Exercise
Leave out the pictures and output the data verbatim.

─── Information shown

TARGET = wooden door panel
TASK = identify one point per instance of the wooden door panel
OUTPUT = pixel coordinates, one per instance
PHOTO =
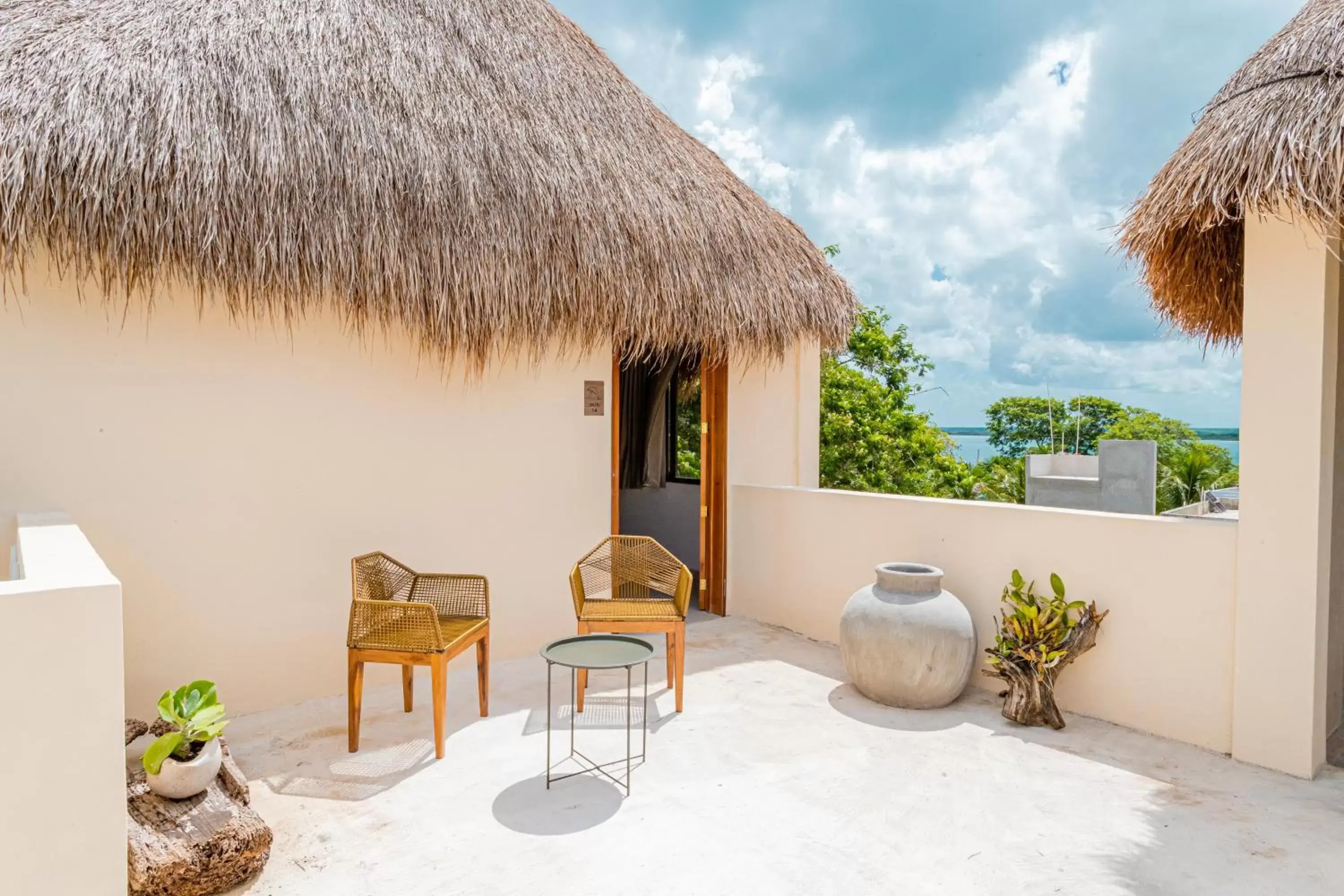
(714, 481)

──────

Output of the task
TARGET = wooden door panel
TASK = identify one point per instance of the wooden door panel
OUTPUT = pixel coordinates, one per instance
PHOTO =
(714, 481)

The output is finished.